▶ _TASK TO CARRY OUT_
Find the line that contains "seated musician, one" in the entries below. Output it and each later line exactly, and nothing else.

Data extracted from a collection:
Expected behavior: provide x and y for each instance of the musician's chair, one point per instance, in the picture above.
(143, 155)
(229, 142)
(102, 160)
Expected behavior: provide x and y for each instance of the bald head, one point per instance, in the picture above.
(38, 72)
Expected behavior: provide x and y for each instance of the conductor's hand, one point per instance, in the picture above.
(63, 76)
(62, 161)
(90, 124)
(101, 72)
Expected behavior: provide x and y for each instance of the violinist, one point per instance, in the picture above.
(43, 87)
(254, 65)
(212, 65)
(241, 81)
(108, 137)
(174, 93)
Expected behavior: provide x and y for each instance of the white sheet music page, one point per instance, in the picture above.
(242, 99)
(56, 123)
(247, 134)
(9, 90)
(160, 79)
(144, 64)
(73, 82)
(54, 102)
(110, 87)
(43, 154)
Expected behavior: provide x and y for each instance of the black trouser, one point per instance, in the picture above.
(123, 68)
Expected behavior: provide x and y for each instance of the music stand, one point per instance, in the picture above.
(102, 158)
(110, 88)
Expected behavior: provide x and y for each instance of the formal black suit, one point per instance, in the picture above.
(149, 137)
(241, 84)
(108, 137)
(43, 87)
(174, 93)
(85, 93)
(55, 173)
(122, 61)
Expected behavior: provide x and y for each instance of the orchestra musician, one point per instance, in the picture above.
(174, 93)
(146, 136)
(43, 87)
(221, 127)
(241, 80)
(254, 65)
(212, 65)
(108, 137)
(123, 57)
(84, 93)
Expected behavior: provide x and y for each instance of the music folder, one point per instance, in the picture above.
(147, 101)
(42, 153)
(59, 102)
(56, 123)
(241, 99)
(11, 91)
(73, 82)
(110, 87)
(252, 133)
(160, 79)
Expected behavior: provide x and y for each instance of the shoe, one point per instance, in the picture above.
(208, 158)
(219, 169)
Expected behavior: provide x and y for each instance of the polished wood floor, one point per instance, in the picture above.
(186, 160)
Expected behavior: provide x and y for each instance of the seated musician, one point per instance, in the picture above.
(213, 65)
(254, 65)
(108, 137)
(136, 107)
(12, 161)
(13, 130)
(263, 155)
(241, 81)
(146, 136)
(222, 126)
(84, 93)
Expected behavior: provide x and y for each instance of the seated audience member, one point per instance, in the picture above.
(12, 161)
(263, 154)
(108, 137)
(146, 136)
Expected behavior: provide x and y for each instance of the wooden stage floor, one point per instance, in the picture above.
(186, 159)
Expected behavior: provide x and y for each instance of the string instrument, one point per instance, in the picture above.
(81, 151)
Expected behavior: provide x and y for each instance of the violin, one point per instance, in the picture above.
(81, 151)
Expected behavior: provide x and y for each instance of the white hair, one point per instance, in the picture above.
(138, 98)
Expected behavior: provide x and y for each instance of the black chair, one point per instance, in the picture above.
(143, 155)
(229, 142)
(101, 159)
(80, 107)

▶ _SOLUTION_
Expected behavior: provide x and y for each instance of the seated musician, one point per instance, in the picture above.
(213, 65)
(254, 65)
(108, 137)
(136, 107)
(12, 161)
(13, 130)
(263, 155)
(241, 81)
(146, 136)
(222, 126)
(84, 93)
Expected behavior: provide x and y for each instance of the seated audience member, one point per instance, in the picture above.
(12, 161)
(263, 154)
(108, 137)
(146, 136)
Expected behavior: provide x and y for each instance of the wooden stage floor, one point per instance, in the picture above.
(186, 159)
Expected behavior: provide x and y for each instance of the string instrument, one point per instance, in the picture above.
(81, 151)
Expected behavior: provide x and y for each instance of the violin, one point per instance, in the picture above.
(81, 151)
Expected behavior: provide x and y for each instance of the white hair, one point per instance, in the picture above.
(138, 98)
Expected behavior: provide x and y for each instance of the black chair, one point per instance, in the picture above.
(143, 155)
(229, 142)
(101, 159)
(80, 107)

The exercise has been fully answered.